§ WHAT THE TASK REQUIRES: Find each row below that contains the string "suit", and copy every such row in full.

§ RECORDS SUPPLIED:
= = =
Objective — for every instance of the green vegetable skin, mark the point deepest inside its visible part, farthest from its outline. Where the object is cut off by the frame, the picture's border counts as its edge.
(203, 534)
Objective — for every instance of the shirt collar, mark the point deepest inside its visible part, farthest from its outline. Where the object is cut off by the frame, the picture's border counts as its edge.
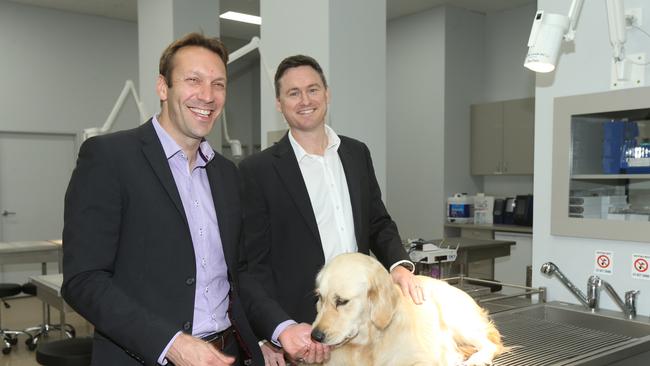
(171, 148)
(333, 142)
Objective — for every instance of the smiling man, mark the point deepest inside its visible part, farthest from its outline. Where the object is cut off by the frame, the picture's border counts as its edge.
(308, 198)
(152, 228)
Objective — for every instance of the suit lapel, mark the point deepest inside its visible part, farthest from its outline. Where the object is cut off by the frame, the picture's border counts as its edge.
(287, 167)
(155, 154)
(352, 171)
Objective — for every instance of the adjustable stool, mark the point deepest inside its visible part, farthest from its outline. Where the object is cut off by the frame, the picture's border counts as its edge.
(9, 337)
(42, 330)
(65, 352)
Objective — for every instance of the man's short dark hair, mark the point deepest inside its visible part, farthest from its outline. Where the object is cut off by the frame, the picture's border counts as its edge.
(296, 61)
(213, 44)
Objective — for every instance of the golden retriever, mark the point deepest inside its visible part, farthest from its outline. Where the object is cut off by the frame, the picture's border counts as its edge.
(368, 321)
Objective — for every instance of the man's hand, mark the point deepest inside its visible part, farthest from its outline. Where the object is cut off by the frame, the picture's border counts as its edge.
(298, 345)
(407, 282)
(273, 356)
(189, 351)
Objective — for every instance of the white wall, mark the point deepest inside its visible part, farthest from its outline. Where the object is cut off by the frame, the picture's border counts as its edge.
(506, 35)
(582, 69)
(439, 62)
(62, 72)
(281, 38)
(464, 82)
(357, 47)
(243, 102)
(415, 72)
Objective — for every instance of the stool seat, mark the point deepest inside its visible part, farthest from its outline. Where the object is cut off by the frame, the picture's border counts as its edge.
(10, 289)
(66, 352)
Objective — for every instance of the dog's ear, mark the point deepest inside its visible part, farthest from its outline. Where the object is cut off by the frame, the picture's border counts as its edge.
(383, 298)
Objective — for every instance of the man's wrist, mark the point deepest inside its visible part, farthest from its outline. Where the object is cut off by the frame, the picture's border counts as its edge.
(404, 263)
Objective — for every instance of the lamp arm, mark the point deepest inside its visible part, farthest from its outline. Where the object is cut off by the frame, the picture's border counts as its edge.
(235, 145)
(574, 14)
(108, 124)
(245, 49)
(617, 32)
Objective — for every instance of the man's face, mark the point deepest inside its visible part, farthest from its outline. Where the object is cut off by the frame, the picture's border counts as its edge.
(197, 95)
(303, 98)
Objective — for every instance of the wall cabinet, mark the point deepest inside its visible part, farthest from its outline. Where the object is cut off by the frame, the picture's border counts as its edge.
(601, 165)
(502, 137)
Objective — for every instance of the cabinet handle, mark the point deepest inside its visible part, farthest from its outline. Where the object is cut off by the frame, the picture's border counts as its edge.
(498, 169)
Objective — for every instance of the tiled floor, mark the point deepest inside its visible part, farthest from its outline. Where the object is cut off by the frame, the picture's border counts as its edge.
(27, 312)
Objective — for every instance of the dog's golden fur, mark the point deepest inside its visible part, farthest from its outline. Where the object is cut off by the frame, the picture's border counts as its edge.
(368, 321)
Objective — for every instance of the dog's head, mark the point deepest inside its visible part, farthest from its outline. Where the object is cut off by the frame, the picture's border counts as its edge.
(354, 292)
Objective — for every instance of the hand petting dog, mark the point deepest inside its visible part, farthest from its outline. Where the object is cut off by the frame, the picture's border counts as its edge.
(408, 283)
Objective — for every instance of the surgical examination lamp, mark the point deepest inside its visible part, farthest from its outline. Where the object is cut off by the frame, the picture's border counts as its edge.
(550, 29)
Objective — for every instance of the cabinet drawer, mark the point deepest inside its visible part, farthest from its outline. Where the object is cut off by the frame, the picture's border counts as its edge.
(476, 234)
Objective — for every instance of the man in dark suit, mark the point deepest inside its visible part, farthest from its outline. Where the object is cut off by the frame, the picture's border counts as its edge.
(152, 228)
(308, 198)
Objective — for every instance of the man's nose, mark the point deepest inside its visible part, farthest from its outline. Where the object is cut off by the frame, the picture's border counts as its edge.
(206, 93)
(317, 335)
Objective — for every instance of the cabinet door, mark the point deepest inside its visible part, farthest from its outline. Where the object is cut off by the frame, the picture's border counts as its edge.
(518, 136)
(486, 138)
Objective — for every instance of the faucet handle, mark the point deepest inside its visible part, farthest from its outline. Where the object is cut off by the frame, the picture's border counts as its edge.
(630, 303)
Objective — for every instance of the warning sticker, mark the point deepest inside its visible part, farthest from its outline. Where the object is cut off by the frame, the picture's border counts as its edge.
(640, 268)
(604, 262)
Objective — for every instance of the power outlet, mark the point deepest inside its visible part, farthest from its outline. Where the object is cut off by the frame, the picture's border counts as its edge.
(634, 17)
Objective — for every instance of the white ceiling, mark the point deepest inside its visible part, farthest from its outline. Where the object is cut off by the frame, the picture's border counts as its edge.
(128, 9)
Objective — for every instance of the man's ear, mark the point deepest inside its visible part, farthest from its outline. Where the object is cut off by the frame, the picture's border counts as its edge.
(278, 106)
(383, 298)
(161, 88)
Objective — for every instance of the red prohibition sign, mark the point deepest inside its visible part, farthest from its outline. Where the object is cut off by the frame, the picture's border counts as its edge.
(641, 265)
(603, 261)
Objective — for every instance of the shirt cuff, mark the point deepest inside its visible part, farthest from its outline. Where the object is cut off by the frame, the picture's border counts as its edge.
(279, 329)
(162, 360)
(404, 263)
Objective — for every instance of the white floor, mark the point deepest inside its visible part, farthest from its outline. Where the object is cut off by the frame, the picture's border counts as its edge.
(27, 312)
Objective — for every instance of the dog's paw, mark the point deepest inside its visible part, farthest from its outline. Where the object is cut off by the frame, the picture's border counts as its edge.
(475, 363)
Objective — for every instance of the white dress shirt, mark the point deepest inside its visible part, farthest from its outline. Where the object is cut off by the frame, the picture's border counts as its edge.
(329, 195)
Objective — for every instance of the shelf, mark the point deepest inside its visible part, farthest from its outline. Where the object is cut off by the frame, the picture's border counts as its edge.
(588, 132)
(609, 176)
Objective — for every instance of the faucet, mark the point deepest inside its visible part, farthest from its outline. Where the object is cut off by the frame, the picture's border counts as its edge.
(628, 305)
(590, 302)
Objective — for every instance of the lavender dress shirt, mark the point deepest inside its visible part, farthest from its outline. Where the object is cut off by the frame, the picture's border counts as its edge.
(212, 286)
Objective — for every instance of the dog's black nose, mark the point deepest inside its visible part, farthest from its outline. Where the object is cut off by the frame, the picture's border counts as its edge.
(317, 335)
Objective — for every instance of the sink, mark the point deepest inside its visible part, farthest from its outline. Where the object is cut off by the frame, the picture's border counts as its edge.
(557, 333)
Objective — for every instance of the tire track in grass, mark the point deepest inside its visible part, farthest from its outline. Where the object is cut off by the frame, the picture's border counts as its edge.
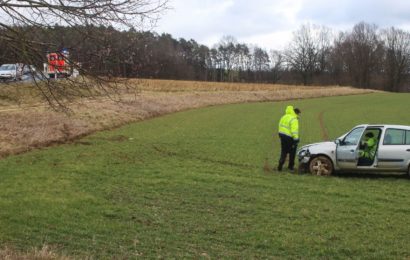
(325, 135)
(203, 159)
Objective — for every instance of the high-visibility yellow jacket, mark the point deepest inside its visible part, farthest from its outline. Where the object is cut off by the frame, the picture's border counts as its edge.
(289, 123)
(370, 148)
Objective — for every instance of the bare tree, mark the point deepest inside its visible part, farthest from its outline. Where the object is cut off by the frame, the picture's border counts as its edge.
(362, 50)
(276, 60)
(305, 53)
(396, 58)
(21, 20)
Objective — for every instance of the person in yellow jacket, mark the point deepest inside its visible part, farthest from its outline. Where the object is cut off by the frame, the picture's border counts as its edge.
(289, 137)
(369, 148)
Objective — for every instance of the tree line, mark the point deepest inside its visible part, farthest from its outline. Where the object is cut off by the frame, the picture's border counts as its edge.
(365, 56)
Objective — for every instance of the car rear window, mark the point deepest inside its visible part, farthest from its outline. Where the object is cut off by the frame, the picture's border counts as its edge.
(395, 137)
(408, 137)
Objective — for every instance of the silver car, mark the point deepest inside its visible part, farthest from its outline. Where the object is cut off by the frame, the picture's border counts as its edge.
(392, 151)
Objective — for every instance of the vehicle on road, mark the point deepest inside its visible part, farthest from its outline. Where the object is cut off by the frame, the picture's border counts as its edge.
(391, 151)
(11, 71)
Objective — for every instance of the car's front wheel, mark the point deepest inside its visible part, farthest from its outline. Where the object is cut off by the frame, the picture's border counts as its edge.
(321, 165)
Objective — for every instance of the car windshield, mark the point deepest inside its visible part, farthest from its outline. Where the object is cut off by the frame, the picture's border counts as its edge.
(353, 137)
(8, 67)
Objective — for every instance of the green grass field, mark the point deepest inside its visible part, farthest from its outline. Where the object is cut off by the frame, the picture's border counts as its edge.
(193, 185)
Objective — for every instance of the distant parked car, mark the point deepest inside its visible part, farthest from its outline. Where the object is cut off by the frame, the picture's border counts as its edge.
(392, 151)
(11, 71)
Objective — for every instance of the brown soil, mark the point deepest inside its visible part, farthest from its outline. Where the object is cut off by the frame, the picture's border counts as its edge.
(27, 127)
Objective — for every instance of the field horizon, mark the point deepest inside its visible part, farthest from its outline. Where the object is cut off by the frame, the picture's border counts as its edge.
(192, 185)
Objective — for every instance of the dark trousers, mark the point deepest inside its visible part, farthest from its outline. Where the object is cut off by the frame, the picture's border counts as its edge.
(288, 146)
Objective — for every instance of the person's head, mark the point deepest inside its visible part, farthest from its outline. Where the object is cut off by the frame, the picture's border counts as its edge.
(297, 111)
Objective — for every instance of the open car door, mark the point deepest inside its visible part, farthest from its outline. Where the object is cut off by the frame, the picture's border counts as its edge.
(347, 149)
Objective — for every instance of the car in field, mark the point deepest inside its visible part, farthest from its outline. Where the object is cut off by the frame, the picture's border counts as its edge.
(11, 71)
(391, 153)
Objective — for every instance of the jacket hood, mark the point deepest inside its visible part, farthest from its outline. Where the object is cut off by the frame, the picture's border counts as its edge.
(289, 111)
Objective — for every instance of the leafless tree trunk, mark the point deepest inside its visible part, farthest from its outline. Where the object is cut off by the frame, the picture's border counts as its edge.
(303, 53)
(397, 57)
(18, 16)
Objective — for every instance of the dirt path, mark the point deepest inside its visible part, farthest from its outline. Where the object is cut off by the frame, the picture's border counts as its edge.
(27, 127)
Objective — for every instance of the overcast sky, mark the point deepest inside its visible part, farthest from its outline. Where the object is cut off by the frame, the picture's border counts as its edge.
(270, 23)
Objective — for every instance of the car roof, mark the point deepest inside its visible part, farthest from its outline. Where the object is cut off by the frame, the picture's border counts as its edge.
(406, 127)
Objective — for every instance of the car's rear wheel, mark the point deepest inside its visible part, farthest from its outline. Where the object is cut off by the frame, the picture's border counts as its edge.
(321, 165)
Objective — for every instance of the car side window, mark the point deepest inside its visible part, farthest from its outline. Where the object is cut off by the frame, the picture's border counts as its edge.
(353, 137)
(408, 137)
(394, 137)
= = =
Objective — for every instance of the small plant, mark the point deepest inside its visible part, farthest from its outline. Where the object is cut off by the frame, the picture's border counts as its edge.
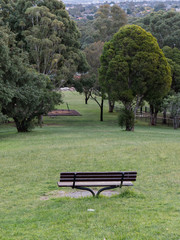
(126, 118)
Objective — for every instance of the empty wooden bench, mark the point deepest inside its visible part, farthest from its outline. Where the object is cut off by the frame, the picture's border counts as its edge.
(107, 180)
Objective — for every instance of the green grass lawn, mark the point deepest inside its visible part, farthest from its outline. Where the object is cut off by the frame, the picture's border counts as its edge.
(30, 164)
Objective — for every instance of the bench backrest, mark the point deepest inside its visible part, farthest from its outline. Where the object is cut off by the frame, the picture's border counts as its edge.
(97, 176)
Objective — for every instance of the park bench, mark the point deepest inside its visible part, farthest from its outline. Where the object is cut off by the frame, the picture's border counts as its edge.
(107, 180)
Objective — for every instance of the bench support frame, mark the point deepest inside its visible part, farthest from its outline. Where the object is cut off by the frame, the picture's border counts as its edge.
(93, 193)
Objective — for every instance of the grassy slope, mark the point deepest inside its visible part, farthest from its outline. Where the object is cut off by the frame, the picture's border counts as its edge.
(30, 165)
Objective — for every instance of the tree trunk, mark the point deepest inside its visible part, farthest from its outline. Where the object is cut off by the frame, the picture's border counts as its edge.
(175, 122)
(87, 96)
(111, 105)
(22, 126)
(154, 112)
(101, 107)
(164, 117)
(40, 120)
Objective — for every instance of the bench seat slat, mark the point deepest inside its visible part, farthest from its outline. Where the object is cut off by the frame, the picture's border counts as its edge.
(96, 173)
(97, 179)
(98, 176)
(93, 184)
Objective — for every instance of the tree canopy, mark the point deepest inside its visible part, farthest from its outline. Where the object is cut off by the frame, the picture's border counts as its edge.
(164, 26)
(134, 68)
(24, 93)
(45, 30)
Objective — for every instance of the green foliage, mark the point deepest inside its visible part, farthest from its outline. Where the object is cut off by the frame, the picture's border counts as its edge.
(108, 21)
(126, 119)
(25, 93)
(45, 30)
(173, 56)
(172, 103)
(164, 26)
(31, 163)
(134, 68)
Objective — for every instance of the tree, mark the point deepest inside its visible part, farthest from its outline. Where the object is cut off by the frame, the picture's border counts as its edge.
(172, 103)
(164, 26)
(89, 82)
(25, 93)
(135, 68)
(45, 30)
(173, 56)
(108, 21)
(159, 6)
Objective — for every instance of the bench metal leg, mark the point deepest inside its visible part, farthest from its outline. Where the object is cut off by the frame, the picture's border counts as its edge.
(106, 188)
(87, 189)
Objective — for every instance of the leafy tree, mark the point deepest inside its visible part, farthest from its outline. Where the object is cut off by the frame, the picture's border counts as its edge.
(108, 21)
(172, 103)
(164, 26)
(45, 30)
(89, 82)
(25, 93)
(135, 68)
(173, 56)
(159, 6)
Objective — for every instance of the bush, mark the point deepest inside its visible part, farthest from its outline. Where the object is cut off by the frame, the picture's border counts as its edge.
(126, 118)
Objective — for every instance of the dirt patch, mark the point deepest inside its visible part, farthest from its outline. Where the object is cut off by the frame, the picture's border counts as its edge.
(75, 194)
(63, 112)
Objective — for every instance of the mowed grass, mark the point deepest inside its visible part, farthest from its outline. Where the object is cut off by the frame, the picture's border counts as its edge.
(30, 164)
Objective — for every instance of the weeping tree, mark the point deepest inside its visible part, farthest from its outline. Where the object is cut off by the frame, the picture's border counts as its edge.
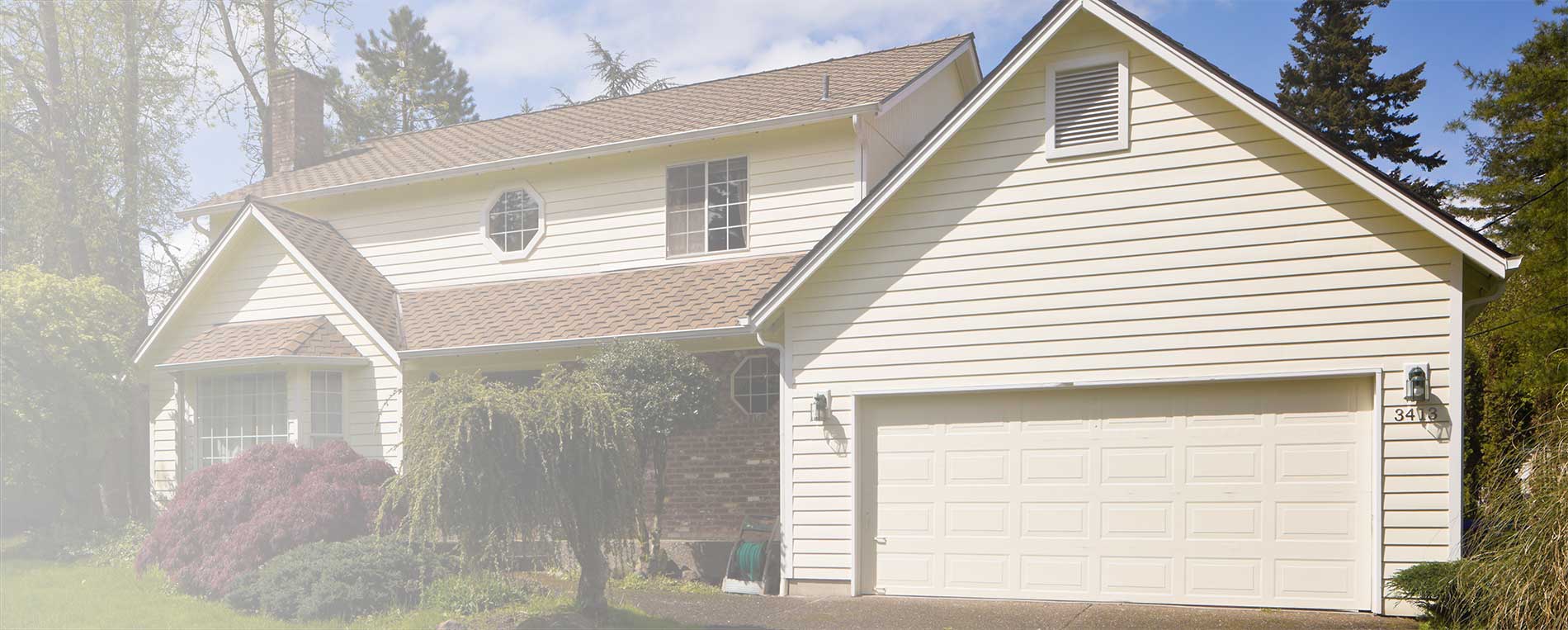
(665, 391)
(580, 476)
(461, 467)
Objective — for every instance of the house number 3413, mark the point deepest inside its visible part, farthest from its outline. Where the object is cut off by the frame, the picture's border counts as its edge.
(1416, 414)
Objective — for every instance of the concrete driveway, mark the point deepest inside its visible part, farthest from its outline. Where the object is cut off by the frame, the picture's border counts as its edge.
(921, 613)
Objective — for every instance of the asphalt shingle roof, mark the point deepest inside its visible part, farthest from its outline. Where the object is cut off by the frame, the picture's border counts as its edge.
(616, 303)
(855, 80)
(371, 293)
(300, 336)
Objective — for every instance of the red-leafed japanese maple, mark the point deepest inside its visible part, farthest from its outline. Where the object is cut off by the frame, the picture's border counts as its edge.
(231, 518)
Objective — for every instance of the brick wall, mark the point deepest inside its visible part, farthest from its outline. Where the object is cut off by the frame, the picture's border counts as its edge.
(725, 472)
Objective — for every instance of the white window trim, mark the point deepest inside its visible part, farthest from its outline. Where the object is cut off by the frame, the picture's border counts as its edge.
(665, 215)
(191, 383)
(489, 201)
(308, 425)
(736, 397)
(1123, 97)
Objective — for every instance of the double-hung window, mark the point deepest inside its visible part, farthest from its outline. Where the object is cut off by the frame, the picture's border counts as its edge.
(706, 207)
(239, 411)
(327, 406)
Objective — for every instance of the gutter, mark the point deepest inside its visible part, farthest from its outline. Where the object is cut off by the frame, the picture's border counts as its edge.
= = =
§ SOLUTION TO THE EXERCISE:
Objective — for every instance of the suit lapel, mark the point deepest inside its visible part, farthest from its outline. Where the object is cut off by the frame, the picture's border counts as its edge.
Objective — for every instance of the man in dark suit, mark the point deepest inside its visible part, farthest from its outline. Where the object is cut off by the frame, the picture's border counts as its edge.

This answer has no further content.